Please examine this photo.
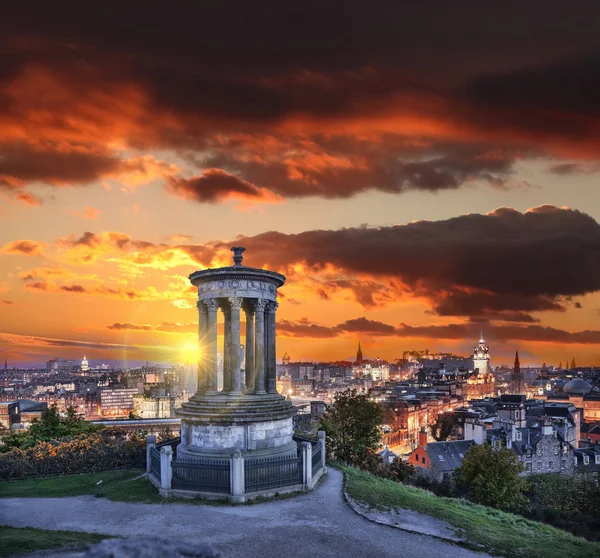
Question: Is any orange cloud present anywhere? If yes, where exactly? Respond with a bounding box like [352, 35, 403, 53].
[15, 192, 42, 206]
[73, 205, 102, 220]
[0, 240, 44, 256]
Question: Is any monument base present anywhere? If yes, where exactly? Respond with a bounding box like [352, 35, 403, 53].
[177, 394, 297, 460]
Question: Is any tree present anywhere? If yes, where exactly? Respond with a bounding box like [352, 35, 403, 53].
[454, 442, 529, 512]
[321, 389, 383, 465]
[430, 413, 454, 442]
[21, 403, 102, 449]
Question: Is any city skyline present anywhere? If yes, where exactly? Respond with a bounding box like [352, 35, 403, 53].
[0, 2, 600, 372]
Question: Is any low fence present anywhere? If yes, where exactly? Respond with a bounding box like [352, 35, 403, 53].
[146, 432, 325, 502]
[312, 443, 324, 477]
[150, 448, 160, 479]
[171, 459, 231, 494]
[244, 452, 304, 492]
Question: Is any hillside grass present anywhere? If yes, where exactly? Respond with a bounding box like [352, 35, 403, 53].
[0, 525, 111, 556]
[0, 469, 163, 503]
[341, 467, 600, 558]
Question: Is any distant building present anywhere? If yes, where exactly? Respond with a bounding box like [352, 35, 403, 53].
[487, 416, 573, 475]
[133, 394, 176, 419]
[408, 428, 475, 481]
[46, 357, 80, 372]
[99, 387, 138, 417]
[356, 341, 363, 364]
[473, 332, 491, 374]
[510, 351, 523, 395]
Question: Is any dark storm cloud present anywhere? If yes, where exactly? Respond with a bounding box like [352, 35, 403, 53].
[0, 143, 120, 188]
[168, 173, 276, 206]
[215, 206, 600, 318]
[278, 317, 600, 344]
[202, 142, 515, 198]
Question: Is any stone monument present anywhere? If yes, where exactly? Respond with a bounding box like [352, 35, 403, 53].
[176, 246, 298, 461]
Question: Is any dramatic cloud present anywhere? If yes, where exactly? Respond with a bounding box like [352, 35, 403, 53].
[0, 0, 600, 203]
[0, 240, 43, 256]
[205, 206, 600, 321]
[74, 206, 102, 220]
[106, 322, 198, 333]
[278, 318, 600, 344]
[27, 205, 600, 323]
[168, 169, 280, 207]
[0, 333, 140, 350]
[15, 192, 42, 206]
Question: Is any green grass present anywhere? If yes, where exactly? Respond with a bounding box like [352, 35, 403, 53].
[0, 525, 110, 556]
[341, 467, 600, 558]
[0, 469, 162, 503]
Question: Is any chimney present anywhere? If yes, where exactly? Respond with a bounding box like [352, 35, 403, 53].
[542, 417, 553, 436]
[419, 426, 427, 447]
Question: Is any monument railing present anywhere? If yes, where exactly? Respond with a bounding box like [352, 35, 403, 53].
[146, 432, 326, 502]
[312, 443, 322, 477]
[150, 448, 160, 479]
[171, 459, 231, 494]
[244, 455, 304, 492]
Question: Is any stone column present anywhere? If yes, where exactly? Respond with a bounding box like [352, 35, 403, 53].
[146, 435, 156, 474]
[302, 442, 312, 490]
[229, 450, 246, 503]
[229, 297, 244, 395]
[244, 305, 256, 393]
[254, 298, 267, 394]
[267, 302, 279, 393]
[221, 302, 231, 393]
[196, 301, 208, 394]
[204, 299, 219, 395]
[317, 430, 327, 473]
[160, 446, 173, 490]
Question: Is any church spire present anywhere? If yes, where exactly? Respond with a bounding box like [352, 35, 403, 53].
[510, 350, 523, 395]
[356, 341, 363, 363]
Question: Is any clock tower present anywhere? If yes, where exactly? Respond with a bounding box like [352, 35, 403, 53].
[473, 332, 491, 374]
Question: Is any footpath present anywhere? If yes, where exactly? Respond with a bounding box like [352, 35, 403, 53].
[0, 468, 487, 558]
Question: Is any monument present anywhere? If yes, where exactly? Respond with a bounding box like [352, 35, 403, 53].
[177, 246, 298, 461]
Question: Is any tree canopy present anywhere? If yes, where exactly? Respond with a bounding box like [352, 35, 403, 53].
[454, 442, 529, 512]
[322, 390, 383, 465]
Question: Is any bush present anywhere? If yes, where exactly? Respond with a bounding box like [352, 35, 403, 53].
[0, 428, 146, 480]
[529, 473, 600, 541]
[321, 389, 383, 467]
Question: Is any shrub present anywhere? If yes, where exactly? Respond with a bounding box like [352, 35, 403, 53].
[0, 428, 146, 480]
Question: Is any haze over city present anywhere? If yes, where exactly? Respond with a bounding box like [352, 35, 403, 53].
[0, 2, 600, 366]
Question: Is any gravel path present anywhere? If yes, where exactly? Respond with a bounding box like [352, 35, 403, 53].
[0, 468, 486, 558]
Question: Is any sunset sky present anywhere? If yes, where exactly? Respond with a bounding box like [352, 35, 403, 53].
[0, 0, 600, 366]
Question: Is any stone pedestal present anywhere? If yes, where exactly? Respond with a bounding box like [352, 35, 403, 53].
[177, 247, 297, 468]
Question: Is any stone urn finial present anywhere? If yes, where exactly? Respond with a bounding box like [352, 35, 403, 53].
[231, 246, 246, 267]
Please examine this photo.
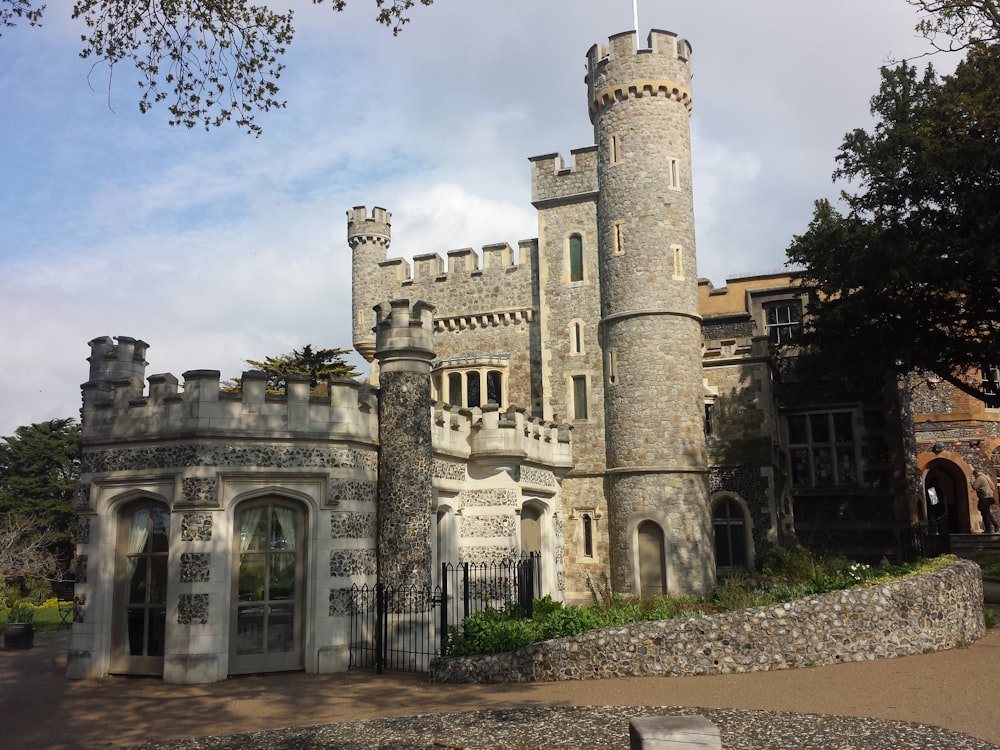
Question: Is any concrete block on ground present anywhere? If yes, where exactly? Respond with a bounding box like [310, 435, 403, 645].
[628, 715, 722, 750]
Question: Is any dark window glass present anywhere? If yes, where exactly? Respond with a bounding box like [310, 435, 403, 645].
[569, 234, 583, 281]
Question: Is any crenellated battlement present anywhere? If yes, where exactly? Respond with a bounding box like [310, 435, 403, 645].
[81, 348, 378, 444]
[528, 146, 597, 209]
[587, 29, 693, 122]
[431, 402, 573, 471]
[347, 206, 392, 250]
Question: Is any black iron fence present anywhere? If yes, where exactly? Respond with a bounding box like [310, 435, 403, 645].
[350, 553, 542, 674]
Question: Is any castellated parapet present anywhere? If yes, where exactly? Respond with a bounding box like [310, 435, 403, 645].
[587, 29, 693, 122]
[528, 146, 597, 210]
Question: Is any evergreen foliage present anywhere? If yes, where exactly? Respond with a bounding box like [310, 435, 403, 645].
[223, 344, 359, 395]
[788, 45, 1000, 406]
[0, 418, 80, 563]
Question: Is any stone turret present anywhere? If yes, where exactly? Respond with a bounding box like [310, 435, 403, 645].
[347, 206, 392, 362]
[587, 30, 715, 594]
[375, 299, 434, 590]
[82, 336, 149, 404]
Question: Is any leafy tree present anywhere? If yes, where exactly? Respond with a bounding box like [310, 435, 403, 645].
[224, 344, 359, 395]
[0, 419, 80, 563]
[788, 45, 1000, 406]
[0, 0, 434, 135]
[0, 513, 63, 607]
[906, 0, 1000, 52]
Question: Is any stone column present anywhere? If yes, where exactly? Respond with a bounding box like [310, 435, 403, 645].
[375, 299, 434, 589]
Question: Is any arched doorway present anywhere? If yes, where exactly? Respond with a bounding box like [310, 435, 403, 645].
[521, 503, 543, 557]
[229, 497, 306, 674]
[638, 521, 667, 596]
[924, 459, 972, 536]
[712, 497, 750, 573]
[110, 499, 170, 675]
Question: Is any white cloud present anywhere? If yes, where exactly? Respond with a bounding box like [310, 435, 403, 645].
[0, 0, 960, 435]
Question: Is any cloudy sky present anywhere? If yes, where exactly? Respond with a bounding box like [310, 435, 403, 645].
[0, 0, 954, 435]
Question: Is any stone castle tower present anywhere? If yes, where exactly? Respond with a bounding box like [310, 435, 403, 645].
[347, 30, 715, 601]
[587, 31, 714, 593]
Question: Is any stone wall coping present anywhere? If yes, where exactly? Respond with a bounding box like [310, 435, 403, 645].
[430, 560, 985, 683]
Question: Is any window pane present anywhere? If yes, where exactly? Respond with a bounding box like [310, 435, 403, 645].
[573, 375, 587, 419]
[486, 370, 503, 406]
[809, 414, 830, 443]
[813, 448, 834, 485]
[789, 448, 812, 484]
[448, 372, 462, 406]
[833, 411, 854, 443]
[465, 372, 482, 407]
[788, 414, 809, 444]
[569, 234, 583, 281]
[837, 446, 858, 483]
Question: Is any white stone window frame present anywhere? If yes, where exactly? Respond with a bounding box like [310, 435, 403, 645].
[431, 354, 510, 409]
[608, 131, 625, 167]
[667, 156, 681, 191]
[670, 245, 684, 281]
[760, 296, 805, 344]
[563, 230, 591, 286]
[566, 372, 593, 422]
[611, 219, 625, 255]
[569, 318, 587, 357]
[711, 491, 756, 575]
[782, 407, 865, 488]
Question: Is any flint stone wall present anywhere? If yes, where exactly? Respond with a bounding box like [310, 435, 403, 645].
[430, 560, 985, 682]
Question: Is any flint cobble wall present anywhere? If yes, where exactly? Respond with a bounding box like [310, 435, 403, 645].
[430, 561, 985, 682]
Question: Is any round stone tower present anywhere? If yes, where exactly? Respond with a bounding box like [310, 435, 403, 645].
[347, 206, 392, 362]
[587, 30, 715, 594]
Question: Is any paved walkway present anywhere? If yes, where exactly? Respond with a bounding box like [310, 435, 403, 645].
[0, 629, 1000, 750]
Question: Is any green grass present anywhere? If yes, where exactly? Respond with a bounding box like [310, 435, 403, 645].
[446, 550, 958, 656]
[0, 598, 71, 633]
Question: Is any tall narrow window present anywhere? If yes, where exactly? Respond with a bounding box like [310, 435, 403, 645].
[611, 221, 625, 255]
[671, 245, 684, 279]
[448, 372, 462, 406]
[486, 370, 503, 406]
[608, 133, 622, 164]
[712, 498, 747, 569]
[573, 375, 587, 419]
[764, 300, 802, 344]
[569, 234, 583, 281]
[465, 371, 482, 408]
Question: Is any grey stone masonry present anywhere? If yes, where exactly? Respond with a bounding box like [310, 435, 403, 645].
[431, 560, 985, 682]
[587, 30, 715, 594]
[375, 299, 434, 589]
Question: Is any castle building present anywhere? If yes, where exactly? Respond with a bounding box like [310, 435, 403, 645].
[67, 30, 956, 683]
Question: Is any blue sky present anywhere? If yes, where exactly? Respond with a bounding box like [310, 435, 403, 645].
[0, 0, 955, 435]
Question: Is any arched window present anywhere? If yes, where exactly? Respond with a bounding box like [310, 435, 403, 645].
[486, 370, 503, 407]
[712, 497, 748, 569]
[569, 234, 583, 281]
[638, 521, 667, 596]
[465, 370, 482, 407]
[111, 500, 170, 675]
[448, 372, 462, 406]
[583, 513, 594, 557]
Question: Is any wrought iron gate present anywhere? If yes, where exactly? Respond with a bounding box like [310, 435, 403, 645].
[350, 553, 542, 674]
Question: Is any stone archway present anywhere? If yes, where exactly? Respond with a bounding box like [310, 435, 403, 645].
[924, 458, 972, 536]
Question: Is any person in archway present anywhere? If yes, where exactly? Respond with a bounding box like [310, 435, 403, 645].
[972, 469, 1000, 534]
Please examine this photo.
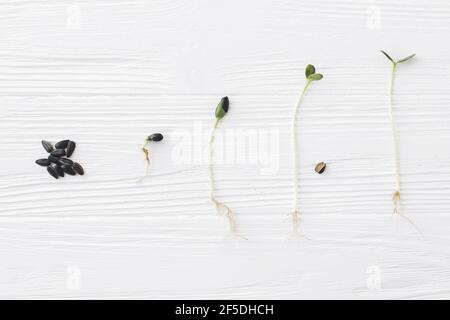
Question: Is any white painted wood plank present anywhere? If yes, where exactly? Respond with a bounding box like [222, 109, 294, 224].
[0, 0, 450, 299]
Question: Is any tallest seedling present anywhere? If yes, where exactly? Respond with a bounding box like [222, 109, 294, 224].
[291, 64, 323, 233]
[381, 50, 415, 213]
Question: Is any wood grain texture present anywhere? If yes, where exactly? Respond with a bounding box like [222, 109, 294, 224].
[0, 0, 450, 299]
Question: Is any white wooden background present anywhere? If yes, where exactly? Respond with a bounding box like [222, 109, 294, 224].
[0, 0, 450, 299]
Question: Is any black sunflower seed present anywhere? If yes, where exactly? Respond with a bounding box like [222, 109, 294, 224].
[66, 141, 77, 158]
[47, 166, 59, 179]
[47, 155, 59, 164]
[73, 162, 84, 176]
[36, 158, 50, 167]
[41, 140, 54, 153]
[147, 133, 164, 141]
[55, 140, 69, 149]
[314, 162, 327, 174]
[59, 158, 73, 166]
[51, 164, 64, 177]
[61, 164, 76, 176]
[50, 149, 66, 157]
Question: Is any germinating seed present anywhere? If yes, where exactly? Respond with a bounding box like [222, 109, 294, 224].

++++++++++

Write out the lines above verbatim, starting with the line that contains "Question: Is any white stone" and continuing through the line that contains "[0, 0, 955, 435]".

- [TASK RESULT]:
Question: Is any white stone window frame present anywhere? If yes, where exactly? Respond with a bounding box like [310, 435, 403, 645].
[431, 354, 510, 409]
[608, 131, 625, 167]
[667, 156, 681, 191]
[670, 245, 684, 281]
[760, 296, 805, 344]
[563, 230, 591, 286]
[566, 372, 593, 422]
[611, 219, 625, 255]
[569, 318, 587, 357]
[711, 491, 756, 575]
[782, 407, 865, 488]
Question: Is any flint stone wall present anywhere? If yes, where exactly? Respond with a bounding box like [310, 435, 403, 645].
[430, 560, 985, 682]
Question: Is any flint cobble wall present anywhere? If yes, where exactly? Respond with a bounding box like [310, 435, 403, 645].
[430, 561, 985, 682]
Question: Is any round stone tower present anywhere? If yes, where exactly? Respond with a bounding box like [310, 435, 403, 645].
[347, 206, 392, 362]
[587, 30, 715, 594]
Question: Is any paved walkway present anywhere? If yes, where exactly? Respond with a bounding box like [310, 435, 403, 645].
[0, 629, 1000, 750]
Question: Is any green grass present anywhere? If yes, where exactly? Respond with a bounding box like [310, 435, 403, 645].
[446, 550, 958, 656]
[0, 598, 71, 633]
Question: Is any tall narrow window present anywhere? If yes, where exactly? Respond with a bounding box like [310, 435, 403, 645].
[611, 221, 625, 255]
[671, 245, 684, 279]
[448, 372, 462, 406]
[486, 370, 503, 406]
[608, 133, 622, 164]
[712, 498, 747, 569]
[573, 375, 587, 419]
[764, 300, 802, 344]
[569, 234, 583, 281]
[465, 371, 482, 408]
Question: Is any grey stone masonry present anywhere? If yes, where exactly? Respond with a bounding box like [310, 435, 403, 645].
[431, 560, 985, 682]
[587, 30, 715, 594]
[375, 299, 434, 589]
Question: Is any castle building present anywhere? If yes, where exactly? Respond with a bounding box like [310, 435, 403, 645].
[67, 30, 956, 683]
Question: Is any blue sky present anywhere? If yes, where exactly? Respond with a bounding box like [310, 435, 403, 645].
[0, 0, 955, 435]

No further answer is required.